Print every line of the material exactly.
+++ Exercise materials +++
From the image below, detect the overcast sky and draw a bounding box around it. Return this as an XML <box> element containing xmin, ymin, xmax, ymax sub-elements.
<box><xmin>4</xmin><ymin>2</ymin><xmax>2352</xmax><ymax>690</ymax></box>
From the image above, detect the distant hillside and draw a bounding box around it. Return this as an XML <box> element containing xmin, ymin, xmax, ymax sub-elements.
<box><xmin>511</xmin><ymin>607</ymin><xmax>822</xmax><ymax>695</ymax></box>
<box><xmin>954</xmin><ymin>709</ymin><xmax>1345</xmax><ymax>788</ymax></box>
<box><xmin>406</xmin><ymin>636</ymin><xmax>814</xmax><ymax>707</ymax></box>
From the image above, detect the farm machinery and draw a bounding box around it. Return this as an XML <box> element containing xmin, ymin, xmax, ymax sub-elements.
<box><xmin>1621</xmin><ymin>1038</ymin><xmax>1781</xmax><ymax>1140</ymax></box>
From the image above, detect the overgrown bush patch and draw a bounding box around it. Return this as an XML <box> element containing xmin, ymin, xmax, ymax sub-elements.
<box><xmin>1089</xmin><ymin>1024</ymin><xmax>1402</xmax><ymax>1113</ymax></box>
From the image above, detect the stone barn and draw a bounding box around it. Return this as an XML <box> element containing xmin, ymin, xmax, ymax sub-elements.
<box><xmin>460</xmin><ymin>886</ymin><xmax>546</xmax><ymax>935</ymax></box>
+++
=== Exercise response ===
From the image below, detect the overcast sky and draw a bounding box around it. Return this as an XML <box> element containing xmin, ymin, xmax, ymax sub-elements.
<box><xmin>4</xmin><ymin>2</ymin><xmax>2352</xmax><ymax>690</ymax></box>
From the image above, detect the distant hillside and draw a bounding box around it. Return this as an XML <box> element containing xmin, ymin, xmax, ymax sub-elements.
<box><xmin>511</xmin><ymin>607</ymin><xmax>822</xmax><ymax>695</ymax></box>
<box><xmin>954</xmin><ymin>709</ymin><xmax>1345</xmax><ymax>788</ymax></box>
<box><xmin>406</xmin><ymin>636</ymin><xmax>814</xmax><ymax>707</ymax></box>
From the image above, detect the farm machinery and draw a bounding box around it. Return this as an XML <box> element containing xmin, ymin, xmax, ymax sub-elements.
<box><xmin>1621</xmin><ymin>1038</ymin><xmax>1781</xmax><ymax>1140</ymax></box>
From the image above, detect the overgrown bush patch and draw a bounding box around it. Return this as an XML <box> element containing xmin, ymin, xmax, ymax sub-elements.
<box><xmin>1089</xmin><ymin>1024</ymin><xmax>1402</xmax><ymax>1113</ymax></box>
From the image above, detect the stone barn and draw a bounding box around it. Return this as an XML <box> element containing xmin, ymin, xmax, ymax sub-elements.
<box><xmin>460</xmin><ymin>886</ymin><xmax>546</xmax><ymax>935</ymax></box>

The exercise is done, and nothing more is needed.